Brief | How many lines in the listing below contain the word "locate"? Reply with the number alone.

Record set |
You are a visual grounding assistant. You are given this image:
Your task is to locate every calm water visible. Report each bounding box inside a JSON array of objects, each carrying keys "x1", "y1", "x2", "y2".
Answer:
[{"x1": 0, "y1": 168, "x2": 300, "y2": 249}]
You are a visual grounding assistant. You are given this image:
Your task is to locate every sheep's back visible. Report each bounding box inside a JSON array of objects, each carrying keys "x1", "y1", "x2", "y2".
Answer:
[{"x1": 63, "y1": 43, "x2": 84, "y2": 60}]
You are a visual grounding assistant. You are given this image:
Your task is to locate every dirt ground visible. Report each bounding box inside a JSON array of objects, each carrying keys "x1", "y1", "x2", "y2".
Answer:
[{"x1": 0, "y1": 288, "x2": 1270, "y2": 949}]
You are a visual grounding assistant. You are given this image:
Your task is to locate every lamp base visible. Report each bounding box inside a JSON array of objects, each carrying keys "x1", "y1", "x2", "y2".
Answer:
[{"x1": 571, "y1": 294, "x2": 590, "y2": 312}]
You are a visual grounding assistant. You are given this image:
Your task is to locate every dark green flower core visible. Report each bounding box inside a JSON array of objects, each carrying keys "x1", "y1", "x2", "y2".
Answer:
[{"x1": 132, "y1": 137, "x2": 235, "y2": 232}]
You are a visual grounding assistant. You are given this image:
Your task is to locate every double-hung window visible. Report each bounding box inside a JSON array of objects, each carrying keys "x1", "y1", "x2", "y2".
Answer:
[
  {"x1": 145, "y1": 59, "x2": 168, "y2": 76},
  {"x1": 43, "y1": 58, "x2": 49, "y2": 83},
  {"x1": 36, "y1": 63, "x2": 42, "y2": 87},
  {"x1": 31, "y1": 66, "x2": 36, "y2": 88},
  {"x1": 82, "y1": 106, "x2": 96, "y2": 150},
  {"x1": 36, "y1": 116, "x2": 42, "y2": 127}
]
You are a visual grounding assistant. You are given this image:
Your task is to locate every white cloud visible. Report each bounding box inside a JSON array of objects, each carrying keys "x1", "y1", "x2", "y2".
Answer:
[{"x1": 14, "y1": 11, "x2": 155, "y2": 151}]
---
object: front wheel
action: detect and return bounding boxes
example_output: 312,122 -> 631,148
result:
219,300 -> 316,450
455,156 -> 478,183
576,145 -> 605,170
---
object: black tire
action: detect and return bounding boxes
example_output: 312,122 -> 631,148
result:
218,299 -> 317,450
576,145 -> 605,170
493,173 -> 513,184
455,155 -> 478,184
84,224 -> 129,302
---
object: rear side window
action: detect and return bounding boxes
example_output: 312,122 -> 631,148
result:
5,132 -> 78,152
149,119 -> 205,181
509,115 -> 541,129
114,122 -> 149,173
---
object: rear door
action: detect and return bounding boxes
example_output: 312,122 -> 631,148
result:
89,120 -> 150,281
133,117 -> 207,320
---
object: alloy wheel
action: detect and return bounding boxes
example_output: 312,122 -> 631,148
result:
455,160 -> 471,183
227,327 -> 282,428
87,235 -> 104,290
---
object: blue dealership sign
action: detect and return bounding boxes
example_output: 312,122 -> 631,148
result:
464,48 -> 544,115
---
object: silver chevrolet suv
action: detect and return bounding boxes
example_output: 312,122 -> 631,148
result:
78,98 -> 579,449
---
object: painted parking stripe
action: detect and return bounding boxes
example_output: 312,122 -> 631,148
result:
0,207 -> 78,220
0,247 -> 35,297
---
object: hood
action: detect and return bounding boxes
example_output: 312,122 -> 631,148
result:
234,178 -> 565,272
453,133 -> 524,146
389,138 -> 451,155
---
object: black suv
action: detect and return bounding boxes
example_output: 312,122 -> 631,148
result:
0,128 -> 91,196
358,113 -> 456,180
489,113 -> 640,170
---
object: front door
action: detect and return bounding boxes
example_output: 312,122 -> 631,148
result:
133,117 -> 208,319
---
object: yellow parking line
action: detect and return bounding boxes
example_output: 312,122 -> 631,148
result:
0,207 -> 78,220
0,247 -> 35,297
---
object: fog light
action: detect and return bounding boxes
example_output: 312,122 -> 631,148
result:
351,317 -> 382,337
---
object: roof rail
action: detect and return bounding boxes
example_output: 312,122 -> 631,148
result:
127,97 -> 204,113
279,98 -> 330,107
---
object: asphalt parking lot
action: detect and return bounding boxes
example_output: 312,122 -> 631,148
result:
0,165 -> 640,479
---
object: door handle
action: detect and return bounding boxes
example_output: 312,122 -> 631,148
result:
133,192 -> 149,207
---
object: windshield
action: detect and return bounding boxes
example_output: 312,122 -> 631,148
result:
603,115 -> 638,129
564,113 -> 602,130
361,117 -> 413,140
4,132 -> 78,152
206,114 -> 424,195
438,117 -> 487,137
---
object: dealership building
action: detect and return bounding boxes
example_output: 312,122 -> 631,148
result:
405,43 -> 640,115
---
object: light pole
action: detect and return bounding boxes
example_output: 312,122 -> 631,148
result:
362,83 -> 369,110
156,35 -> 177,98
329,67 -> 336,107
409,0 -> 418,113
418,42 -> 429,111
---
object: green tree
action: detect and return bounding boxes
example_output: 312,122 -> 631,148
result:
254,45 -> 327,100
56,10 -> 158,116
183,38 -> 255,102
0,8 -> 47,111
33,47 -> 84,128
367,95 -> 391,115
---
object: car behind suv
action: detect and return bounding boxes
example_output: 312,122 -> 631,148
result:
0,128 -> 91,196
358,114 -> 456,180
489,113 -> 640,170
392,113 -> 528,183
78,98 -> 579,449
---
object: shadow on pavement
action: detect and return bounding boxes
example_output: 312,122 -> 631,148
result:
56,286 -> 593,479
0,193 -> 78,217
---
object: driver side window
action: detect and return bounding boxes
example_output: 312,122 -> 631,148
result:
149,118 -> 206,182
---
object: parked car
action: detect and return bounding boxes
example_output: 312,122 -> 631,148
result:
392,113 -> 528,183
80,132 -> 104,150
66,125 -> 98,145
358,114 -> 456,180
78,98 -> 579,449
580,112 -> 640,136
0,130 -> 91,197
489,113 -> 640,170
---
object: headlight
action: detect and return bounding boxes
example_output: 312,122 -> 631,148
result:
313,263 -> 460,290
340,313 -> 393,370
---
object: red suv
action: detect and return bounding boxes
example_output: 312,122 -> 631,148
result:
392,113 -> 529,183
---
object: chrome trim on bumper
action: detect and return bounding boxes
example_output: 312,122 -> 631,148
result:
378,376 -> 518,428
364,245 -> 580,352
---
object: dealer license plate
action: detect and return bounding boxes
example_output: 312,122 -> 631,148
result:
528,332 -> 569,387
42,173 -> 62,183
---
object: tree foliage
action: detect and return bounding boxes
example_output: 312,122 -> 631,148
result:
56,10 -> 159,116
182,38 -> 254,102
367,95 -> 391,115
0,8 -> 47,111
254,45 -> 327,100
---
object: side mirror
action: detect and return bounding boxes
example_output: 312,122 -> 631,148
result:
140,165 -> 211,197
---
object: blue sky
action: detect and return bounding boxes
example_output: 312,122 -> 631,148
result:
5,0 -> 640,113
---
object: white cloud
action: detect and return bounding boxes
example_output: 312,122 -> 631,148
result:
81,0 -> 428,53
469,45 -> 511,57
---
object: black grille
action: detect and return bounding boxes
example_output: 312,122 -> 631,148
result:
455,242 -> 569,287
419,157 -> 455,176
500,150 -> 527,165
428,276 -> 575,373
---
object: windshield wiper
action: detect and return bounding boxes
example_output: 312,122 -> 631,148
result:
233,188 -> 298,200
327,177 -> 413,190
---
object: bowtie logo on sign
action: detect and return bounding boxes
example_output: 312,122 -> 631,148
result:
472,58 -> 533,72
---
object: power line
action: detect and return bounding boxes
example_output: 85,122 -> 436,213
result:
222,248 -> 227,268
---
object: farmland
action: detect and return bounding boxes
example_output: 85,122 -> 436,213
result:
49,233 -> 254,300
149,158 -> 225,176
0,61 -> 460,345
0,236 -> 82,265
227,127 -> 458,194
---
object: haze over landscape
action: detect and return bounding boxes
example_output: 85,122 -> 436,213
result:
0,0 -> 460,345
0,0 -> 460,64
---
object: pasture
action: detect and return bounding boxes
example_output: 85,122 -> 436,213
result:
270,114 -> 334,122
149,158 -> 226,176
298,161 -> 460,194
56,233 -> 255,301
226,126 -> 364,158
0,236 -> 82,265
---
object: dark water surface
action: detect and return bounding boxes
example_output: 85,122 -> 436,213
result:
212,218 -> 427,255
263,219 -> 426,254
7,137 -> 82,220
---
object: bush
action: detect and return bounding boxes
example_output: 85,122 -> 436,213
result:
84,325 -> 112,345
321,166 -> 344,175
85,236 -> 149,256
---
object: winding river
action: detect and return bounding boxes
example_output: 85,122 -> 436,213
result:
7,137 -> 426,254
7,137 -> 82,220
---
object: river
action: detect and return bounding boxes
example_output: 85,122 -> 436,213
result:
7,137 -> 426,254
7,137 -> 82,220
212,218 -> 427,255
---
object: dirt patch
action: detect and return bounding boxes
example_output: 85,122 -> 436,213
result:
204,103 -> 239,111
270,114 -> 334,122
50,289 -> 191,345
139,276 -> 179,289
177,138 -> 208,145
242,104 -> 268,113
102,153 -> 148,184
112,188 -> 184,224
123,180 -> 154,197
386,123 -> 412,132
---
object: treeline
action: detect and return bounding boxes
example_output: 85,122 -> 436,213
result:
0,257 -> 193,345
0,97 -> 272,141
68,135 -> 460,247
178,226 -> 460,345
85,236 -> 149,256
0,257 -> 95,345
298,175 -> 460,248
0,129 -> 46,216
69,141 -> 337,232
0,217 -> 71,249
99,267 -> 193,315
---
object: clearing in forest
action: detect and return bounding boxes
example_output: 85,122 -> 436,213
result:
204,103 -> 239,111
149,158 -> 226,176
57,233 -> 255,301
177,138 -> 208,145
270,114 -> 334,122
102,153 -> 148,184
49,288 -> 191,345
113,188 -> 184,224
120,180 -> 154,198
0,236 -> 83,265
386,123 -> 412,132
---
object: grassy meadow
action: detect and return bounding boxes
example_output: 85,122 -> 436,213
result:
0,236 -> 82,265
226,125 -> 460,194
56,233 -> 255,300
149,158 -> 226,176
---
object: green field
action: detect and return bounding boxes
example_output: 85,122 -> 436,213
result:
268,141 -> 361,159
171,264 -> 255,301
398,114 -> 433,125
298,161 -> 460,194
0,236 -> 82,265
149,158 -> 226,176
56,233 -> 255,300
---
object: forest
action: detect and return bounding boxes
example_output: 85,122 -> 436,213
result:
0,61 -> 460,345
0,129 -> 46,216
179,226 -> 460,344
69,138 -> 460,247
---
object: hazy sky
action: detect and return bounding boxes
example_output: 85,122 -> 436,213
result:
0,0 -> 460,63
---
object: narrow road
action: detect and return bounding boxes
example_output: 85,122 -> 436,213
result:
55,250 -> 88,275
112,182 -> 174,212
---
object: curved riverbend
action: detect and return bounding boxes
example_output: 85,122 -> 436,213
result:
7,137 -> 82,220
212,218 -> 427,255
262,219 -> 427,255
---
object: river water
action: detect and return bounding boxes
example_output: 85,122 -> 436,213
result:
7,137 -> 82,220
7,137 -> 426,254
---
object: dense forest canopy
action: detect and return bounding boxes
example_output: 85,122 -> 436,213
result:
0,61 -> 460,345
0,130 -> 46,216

Output | 7